Source text:
However, the abundance of reports that recount the scale of Gaza’s suffering have ceased to have an impact, while the numbers of victims have also ceased to shock, despite their importance and regardless of which side of the conflict one is on. Save the Children, a UK-based aid group, claimed in a report published this week that 21,000 Palestinian children are missing in Gaza, believed to be trapped beneath the rubble, buried in unmarked graves, harmed beyond recognition by explosives or lost in the chaos of the conflict.
Also this week, the UN has warned that the conflict and the increasing desperation among Gazans is causing civil order to collapse, making aid delivery even harder. In his report to UNRWA’s advisory body, Commissioner-General Philippe Lazzarini warned that the breakdown of civil order in Gaza had allowed widespread looting and smuggling and blocked aid deliveries, leaving “children dying of malnutrition and dehydration, while food and clean water wait in trucks.” All that has occurred while Israel is still effectively refusing or obstructing the free flow of sufficient humanitarian aid into Gaza, despite all the Arab and international outcry.
UNICEF reported recently that a third of children in northern Gaza are acutely malnourished or suffering from wasting, citing data from its partners on the ground. Meanwhile, the Integrated Food Security Phase Classification, a global partnership that measures food insecurity, has listed the 2.4 million Gazans among the nearly 166 million people worldwide estimated to need urgent action against hunger.

Record set:
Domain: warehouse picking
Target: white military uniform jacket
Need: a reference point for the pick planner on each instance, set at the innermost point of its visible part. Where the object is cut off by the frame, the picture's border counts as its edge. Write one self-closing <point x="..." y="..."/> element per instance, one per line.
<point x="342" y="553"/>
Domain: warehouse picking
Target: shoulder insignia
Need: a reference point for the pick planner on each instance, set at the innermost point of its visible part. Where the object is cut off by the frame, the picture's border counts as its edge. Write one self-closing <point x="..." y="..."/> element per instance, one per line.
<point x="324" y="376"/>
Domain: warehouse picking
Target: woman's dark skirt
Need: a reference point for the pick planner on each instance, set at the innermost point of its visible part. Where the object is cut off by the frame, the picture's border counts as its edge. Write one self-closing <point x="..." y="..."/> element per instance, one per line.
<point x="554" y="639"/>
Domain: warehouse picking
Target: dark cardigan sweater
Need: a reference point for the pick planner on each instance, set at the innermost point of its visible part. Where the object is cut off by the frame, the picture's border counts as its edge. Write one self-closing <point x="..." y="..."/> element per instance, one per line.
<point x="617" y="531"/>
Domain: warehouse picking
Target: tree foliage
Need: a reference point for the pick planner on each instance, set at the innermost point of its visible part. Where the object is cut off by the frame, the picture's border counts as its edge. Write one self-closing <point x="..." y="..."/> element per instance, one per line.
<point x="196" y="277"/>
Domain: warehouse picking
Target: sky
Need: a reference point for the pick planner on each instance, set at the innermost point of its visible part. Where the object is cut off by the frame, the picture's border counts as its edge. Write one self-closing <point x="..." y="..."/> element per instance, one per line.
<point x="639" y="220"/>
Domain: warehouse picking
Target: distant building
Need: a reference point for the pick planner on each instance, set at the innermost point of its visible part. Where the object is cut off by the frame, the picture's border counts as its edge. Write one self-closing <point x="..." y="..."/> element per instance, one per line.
---
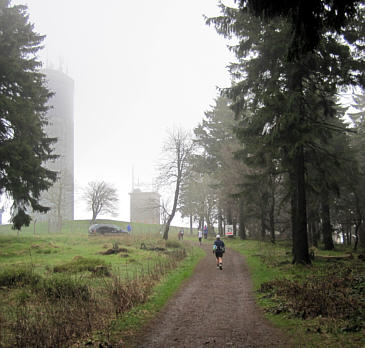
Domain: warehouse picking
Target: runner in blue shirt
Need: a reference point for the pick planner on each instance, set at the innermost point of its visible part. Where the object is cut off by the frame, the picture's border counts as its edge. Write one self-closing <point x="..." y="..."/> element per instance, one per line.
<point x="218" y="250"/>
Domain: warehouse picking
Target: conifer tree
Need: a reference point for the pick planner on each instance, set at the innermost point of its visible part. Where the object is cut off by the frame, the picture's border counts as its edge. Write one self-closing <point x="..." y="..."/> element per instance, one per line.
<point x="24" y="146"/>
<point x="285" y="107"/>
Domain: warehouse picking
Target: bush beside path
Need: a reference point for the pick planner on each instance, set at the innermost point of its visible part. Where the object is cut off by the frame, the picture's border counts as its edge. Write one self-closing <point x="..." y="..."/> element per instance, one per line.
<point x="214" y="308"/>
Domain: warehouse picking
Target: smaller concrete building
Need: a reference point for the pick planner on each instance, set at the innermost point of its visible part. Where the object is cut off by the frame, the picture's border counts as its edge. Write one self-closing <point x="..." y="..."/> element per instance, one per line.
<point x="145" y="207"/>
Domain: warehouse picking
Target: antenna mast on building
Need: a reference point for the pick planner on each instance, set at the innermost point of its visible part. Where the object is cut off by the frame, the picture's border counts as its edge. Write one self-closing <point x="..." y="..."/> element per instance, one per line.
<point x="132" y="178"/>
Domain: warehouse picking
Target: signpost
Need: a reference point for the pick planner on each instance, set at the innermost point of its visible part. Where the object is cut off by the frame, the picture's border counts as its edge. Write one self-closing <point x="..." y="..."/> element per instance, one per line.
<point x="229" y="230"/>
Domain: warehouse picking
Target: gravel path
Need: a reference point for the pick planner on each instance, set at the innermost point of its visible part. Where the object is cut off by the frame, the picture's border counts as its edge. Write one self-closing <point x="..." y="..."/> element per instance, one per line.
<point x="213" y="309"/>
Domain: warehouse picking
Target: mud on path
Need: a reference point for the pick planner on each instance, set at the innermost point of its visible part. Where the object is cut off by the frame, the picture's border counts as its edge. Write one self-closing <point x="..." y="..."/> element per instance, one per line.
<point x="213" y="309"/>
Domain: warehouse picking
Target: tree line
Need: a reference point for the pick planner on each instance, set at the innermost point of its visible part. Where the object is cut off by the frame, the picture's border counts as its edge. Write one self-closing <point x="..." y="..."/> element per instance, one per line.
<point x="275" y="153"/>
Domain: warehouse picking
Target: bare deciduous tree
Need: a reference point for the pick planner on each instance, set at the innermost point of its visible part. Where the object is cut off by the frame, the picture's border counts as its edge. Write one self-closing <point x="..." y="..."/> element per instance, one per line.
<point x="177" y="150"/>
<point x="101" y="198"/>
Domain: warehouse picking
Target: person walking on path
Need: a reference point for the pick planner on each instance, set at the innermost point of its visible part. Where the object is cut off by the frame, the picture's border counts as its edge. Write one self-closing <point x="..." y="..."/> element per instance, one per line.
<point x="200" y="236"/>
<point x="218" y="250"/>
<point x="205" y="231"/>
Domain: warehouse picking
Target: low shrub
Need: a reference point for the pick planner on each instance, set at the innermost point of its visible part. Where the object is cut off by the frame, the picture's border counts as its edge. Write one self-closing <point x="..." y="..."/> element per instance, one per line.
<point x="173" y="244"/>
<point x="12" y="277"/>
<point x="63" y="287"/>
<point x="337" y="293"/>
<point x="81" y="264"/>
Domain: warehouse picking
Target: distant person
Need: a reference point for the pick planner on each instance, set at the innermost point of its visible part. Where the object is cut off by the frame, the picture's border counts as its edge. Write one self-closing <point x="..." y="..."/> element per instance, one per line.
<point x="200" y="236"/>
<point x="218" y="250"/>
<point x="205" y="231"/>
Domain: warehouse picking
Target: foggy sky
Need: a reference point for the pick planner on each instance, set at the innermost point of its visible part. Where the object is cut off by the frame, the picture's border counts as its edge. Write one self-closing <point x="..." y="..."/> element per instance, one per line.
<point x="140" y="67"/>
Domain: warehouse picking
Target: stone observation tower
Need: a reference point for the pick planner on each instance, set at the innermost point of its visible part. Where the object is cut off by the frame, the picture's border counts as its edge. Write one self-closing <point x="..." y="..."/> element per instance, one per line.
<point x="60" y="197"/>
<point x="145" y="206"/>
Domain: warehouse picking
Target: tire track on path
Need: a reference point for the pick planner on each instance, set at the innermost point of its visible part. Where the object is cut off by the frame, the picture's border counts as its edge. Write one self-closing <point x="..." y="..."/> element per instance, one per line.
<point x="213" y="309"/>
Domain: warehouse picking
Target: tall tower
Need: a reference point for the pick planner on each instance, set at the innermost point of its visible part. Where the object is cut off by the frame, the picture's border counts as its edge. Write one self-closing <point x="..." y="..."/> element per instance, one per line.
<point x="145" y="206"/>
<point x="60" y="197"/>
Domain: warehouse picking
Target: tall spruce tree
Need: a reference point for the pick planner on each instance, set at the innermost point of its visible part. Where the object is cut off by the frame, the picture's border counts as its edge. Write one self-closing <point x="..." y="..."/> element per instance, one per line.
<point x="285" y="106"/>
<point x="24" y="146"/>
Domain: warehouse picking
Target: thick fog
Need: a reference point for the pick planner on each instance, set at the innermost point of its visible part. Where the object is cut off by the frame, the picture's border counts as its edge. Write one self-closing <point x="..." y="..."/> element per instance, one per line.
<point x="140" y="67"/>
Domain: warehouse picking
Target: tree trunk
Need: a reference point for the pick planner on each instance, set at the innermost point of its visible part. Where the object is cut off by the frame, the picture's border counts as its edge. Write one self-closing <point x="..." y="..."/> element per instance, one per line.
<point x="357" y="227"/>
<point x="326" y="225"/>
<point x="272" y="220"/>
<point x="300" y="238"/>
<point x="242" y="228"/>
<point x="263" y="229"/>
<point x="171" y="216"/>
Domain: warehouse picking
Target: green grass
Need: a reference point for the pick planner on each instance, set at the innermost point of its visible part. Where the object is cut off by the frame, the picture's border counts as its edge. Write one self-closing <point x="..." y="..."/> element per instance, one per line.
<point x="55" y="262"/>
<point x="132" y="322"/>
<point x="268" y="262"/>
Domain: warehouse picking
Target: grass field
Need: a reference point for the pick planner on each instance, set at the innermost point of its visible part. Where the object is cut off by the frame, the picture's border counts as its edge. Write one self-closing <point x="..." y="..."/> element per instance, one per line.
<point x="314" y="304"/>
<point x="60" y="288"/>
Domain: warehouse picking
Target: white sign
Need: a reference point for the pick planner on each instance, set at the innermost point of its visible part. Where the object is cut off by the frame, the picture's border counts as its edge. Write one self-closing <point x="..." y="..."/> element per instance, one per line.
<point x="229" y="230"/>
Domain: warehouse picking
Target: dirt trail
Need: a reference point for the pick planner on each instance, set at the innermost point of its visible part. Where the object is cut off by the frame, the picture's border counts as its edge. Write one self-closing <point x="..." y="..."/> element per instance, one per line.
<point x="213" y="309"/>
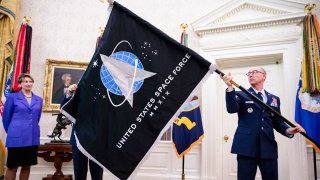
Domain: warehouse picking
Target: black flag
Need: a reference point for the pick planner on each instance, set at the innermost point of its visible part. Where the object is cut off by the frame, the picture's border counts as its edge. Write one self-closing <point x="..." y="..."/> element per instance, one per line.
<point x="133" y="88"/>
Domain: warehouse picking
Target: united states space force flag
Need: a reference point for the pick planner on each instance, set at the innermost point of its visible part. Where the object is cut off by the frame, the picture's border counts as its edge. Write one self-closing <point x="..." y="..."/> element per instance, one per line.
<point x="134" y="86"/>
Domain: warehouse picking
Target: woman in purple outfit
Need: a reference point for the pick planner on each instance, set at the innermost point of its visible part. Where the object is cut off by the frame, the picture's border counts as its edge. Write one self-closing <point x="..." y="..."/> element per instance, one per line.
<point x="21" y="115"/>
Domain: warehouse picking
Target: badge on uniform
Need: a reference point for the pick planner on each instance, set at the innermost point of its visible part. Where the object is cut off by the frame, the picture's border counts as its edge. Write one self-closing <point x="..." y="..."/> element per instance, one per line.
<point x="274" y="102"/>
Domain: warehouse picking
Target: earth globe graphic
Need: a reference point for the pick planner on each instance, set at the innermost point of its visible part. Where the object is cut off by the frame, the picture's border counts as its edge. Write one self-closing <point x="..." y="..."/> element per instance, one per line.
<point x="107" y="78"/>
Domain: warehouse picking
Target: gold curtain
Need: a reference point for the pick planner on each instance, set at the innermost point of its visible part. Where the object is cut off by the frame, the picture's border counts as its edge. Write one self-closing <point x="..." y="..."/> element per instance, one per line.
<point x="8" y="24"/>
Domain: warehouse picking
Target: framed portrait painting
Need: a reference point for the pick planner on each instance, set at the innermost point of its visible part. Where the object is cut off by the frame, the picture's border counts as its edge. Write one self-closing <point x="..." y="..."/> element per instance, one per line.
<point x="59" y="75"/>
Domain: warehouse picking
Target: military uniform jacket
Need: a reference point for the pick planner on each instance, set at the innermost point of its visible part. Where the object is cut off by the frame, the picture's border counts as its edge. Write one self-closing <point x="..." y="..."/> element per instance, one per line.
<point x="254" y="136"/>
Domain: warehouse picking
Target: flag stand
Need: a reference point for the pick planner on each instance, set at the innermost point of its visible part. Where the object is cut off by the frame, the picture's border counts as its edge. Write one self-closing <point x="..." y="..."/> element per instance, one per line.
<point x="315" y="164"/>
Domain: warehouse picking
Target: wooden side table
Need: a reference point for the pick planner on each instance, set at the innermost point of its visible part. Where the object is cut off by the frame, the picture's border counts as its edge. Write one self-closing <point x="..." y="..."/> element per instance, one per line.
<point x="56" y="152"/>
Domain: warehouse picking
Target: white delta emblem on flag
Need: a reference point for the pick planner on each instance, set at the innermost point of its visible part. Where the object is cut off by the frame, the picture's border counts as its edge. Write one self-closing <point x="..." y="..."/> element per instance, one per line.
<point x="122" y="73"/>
...
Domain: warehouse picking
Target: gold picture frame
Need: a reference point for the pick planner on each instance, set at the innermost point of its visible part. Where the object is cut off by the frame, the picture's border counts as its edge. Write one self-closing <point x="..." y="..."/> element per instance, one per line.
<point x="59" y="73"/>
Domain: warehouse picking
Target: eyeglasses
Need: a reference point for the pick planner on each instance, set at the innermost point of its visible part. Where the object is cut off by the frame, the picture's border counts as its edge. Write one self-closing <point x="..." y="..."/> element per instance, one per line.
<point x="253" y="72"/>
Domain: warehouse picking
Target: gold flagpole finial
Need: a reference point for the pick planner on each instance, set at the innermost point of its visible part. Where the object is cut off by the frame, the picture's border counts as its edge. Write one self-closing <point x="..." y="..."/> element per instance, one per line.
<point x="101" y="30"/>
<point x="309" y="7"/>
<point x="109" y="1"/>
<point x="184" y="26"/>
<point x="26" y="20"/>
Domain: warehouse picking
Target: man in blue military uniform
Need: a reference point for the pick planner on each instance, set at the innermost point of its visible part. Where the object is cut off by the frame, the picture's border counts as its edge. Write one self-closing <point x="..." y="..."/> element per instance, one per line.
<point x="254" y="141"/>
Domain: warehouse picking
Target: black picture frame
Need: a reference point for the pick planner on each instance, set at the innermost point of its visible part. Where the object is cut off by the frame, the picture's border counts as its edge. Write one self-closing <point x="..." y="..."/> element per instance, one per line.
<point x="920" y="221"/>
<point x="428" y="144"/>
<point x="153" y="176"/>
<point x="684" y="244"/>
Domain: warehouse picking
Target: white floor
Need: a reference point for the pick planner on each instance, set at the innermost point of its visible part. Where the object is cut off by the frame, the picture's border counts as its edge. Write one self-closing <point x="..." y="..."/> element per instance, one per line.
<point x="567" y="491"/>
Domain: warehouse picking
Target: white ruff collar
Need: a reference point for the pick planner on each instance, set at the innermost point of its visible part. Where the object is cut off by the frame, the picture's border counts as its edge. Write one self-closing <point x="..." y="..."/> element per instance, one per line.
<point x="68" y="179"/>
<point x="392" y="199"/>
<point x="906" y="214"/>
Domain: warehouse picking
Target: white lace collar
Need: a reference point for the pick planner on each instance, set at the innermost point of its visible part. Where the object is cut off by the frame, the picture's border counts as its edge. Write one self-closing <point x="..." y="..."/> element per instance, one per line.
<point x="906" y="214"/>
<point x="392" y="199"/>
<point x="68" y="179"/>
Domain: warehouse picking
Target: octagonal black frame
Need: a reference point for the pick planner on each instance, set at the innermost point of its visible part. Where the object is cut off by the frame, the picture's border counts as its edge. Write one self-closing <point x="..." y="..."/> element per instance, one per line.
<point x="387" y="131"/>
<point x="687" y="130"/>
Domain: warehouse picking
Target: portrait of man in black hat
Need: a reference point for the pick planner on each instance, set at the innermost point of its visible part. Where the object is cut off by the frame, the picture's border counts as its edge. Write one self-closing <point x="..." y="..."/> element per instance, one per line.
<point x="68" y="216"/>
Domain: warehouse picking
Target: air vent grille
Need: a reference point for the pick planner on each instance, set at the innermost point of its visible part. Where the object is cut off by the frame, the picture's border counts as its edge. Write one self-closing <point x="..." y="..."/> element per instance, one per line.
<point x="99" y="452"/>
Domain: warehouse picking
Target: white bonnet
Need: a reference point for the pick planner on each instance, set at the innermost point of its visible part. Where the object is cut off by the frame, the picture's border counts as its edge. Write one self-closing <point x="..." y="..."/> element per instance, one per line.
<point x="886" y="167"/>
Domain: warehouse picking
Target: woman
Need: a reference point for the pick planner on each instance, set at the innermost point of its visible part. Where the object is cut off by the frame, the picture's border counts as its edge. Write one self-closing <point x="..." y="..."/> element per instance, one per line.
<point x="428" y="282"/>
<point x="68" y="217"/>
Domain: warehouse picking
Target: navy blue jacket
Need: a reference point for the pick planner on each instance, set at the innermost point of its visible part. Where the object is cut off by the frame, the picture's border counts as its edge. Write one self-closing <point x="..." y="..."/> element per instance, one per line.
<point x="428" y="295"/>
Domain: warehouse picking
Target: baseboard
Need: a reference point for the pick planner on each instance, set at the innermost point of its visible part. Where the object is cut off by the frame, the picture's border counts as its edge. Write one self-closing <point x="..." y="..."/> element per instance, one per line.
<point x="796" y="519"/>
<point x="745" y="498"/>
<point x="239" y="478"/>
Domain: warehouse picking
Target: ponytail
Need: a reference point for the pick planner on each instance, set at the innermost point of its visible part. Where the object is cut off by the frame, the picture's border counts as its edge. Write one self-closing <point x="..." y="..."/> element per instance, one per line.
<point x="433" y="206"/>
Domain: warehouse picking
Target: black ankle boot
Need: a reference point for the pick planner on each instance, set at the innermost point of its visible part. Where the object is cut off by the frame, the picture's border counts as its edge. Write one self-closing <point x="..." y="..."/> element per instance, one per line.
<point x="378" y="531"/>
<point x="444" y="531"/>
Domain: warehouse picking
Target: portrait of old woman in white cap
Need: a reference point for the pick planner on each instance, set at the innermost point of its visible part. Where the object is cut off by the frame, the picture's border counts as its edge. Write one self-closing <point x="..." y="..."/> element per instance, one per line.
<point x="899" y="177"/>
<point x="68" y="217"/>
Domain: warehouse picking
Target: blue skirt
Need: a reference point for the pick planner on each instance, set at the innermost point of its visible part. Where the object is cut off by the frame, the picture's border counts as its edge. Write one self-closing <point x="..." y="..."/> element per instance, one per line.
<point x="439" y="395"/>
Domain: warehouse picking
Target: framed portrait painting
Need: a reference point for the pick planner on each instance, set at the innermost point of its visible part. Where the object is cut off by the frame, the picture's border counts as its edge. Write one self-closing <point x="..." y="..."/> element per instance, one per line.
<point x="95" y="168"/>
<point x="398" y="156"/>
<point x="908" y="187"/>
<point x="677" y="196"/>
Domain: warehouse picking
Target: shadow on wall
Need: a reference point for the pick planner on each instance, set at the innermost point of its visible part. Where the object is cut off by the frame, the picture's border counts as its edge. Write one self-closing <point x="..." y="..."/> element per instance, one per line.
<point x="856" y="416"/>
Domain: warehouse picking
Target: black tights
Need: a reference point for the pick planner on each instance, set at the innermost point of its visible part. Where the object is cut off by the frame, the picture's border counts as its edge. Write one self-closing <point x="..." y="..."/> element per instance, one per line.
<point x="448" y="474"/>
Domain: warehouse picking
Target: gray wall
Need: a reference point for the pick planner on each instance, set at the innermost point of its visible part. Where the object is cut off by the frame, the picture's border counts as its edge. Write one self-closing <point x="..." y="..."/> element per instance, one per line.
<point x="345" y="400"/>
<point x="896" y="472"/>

Required action 1:
Rewrite the paragraph beginning "UNICEF reported recently" from the passage on Gaza's humanitarian crisis as a short bulleted list that keeps its main facts.
Required action 2:
From the passage on Gaza's humanitarian crisis, copy everything from "UNICEF reported recently" down to "action against hunger." word for word.

Exercise output 1:
- UNICEF, citing data from its partners on the ground, reported that a third of children in northern Gaza are acutely malnourished or suffering from wasting.
- The Integrated Food Security Phase Classification, a global partnership that measures food insecurity, listed Gaza's 2.4 million people among the nearly 166 million people worldwide estimated to need urgent action against hunger.

Exercise output 2:
UNICEF reported recently that a third of children in northern Gaza are acutely malnourished or suffering from wasting, citing data from its partners on the ground. Meanwhile, the Integrated Food Security Phase Classification, a global partnership that measures food insecurity, has listed the 2.4 million Gazans among the nearly 166 million people worldwide estimated to need urgent action against hunger.